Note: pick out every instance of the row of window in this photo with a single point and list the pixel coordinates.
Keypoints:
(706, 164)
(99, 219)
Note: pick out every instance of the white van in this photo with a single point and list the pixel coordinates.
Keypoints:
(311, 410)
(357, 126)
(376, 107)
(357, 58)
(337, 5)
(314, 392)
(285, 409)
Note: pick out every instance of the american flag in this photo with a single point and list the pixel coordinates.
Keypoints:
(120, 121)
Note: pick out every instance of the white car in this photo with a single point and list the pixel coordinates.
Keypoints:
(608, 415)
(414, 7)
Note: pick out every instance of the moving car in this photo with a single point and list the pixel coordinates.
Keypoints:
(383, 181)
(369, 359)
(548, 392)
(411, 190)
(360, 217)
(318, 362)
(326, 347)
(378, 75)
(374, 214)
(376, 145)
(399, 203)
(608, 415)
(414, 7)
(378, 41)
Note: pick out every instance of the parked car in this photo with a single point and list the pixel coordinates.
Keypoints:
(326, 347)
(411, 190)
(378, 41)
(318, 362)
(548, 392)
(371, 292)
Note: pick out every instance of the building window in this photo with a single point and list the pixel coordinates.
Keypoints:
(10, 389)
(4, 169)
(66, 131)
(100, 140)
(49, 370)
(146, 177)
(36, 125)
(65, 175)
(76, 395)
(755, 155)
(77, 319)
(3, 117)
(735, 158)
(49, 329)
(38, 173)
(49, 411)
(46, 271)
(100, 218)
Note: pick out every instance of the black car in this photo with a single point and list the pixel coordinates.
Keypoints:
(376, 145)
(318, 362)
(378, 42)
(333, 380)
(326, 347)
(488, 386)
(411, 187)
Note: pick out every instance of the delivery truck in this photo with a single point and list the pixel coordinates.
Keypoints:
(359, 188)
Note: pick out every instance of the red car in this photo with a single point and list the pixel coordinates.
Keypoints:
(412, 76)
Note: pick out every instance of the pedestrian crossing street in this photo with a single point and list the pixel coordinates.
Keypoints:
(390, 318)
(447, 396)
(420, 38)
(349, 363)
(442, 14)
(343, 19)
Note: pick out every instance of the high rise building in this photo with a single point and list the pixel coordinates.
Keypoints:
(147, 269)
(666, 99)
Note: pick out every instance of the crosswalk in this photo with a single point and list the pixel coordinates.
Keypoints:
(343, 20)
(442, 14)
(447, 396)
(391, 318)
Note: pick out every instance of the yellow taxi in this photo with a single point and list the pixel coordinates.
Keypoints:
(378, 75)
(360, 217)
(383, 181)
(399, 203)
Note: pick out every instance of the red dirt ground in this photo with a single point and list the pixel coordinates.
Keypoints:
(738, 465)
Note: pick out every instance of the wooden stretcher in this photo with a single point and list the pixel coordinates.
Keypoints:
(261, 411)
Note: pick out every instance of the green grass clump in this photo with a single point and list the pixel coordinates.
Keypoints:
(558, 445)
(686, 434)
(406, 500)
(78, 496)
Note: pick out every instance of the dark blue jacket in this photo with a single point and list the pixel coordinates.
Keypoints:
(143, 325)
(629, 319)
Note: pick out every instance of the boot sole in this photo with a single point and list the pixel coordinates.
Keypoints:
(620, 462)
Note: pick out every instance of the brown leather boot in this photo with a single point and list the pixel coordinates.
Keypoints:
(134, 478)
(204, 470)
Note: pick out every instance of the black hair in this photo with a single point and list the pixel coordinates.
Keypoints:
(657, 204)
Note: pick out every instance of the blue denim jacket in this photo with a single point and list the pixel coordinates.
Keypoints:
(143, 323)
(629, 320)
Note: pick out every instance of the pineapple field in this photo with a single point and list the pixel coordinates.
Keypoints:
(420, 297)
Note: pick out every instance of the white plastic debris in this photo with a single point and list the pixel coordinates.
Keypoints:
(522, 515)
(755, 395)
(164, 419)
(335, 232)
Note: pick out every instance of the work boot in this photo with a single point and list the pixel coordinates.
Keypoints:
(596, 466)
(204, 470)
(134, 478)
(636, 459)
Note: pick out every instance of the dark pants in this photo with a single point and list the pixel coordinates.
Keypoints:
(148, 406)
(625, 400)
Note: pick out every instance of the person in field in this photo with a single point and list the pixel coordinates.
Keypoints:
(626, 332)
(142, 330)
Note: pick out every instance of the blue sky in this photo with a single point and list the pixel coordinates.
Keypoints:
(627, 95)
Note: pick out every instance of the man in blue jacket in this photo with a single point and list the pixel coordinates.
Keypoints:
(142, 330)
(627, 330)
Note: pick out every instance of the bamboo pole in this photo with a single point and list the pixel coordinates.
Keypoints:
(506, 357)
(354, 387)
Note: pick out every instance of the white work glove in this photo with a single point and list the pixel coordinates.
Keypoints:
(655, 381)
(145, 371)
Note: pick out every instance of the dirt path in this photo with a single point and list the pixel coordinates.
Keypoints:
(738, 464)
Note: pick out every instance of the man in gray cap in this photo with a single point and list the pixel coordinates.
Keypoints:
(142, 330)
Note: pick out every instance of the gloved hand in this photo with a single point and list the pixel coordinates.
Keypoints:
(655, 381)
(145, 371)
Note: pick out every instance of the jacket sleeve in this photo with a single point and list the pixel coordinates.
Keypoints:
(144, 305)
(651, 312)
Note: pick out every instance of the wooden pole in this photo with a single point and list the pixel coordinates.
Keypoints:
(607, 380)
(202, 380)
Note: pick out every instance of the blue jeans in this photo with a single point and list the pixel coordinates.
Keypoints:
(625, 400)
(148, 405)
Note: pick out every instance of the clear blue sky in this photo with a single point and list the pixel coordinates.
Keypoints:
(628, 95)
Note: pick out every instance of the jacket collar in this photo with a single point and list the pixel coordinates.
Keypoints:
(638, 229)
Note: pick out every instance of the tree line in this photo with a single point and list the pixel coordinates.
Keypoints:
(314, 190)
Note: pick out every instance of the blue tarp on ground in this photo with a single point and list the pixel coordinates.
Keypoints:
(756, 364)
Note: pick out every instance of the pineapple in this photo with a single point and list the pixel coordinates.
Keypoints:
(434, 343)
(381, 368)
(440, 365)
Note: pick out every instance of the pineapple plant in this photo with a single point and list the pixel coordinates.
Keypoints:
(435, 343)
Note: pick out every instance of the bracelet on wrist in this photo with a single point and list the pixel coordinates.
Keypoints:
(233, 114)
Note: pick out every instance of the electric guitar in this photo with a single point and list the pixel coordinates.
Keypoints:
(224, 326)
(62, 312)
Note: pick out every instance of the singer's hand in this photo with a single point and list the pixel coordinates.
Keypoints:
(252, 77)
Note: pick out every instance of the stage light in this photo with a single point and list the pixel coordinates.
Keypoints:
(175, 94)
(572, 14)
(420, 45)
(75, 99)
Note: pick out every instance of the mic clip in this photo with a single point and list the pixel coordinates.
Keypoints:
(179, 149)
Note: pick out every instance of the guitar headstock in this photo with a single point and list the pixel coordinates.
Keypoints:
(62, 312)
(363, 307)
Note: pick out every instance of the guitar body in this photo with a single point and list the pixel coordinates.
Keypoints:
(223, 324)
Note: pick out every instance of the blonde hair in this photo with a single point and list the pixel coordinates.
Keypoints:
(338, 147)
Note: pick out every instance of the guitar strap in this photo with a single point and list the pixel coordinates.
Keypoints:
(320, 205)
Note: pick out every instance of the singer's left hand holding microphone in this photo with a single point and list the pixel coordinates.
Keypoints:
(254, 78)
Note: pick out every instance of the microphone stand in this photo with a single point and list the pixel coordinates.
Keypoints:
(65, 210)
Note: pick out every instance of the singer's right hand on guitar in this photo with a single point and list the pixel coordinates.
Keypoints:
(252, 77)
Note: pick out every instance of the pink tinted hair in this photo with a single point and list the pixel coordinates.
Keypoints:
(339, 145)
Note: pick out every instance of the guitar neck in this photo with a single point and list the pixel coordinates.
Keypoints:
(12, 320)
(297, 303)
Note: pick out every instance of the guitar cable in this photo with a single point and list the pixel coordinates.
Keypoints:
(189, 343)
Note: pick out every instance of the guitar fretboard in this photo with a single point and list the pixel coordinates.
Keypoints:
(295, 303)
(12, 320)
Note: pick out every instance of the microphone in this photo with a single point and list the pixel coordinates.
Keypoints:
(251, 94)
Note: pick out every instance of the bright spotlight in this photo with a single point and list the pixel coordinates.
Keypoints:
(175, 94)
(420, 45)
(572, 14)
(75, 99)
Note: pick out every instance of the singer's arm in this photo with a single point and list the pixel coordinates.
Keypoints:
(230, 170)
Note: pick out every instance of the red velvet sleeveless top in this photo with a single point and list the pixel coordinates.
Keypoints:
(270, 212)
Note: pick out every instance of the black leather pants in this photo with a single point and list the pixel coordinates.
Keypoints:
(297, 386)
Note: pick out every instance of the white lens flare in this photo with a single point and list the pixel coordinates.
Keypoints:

====

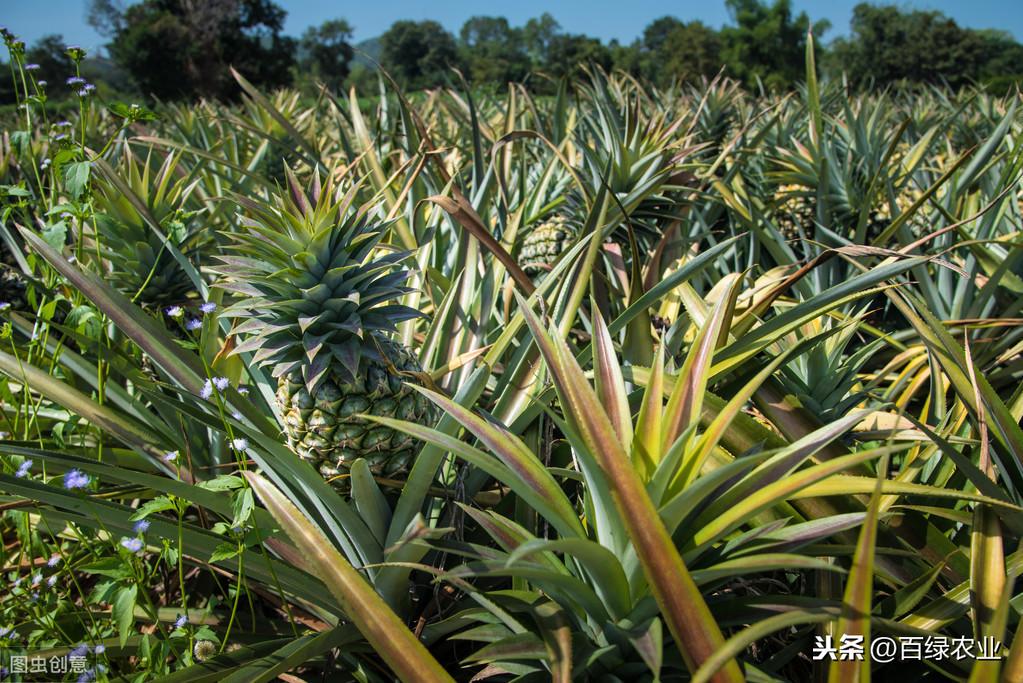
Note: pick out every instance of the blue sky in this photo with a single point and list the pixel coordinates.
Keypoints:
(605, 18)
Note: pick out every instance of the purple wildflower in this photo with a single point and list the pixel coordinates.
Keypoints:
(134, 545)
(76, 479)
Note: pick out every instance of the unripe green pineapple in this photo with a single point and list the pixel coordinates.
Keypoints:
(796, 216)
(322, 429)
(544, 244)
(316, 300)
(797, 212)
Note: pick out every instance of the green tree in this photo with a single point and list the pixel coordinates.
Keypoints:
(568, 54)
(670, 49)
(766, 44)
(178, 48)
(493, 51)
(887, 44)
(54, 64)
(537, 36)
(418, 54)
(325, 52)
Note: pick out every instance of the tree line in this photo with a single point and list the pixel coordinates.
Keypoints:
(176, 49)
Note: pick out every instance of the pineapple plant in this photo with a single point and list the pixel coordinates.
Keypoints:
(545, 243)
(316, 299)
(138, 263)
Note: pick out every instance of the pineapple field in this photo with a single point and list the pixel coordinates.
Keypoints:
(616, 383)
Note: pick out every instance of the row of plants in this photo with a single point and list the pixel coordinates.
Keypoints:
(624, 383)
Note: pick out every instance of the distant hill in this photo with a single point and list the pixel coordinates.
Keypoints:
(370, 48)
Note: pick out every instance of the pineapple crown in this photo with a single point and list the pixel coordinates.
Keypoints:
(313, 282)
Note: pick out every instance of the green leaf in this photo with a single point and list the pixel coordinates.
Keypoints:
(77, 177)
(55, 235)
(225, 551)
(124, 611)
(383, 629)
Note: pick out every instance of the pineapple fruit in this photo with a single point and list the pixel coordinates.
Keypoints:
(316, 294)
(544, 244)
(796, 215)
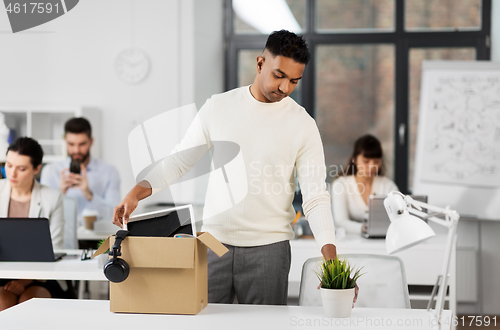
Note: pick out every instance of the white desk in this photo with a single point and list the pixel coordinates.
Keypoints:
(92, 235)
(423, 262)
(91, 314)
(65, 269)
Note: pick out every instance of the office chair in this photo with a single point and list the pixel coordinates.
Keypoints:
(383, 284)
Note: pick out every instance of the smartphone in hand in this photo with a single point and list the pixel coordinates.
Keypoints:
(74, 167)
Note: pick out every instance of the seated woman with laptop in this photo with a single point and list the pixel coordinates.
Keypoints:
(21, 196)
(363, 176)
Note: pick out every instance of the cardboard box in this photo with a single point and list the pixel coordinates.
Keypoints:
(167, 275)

====

Your answer should reproduce each line of the listing that holds the word "guitar".

Note: pick out every instance of the electric guitar in this photo with a single point and list the pixel coordinates.
Note: pick out every instance of the guitar headstock in this photo with a single point and list the pixel coordinates.
Note: pick out every instance of the guitar body in this photo with a single point and list the pixel coordinates.
Note: pick out every instance of the guitar strap in this photo with a single point and list the pixel coordinates.
Note: pick out every instance of the singer's right hand on guitar in this photo with a single point and list the pixel coordinates.
Note: pick out every instance of the guitar neck in this photo with a single point and list the pixel coordinates.
Note: pick out every instance of the guitar cable in this photo with a single point and list the pixel coordinates.
Note: pick out every instance of the guitar fretboard in this photo with a single point and list the pixel coordinates.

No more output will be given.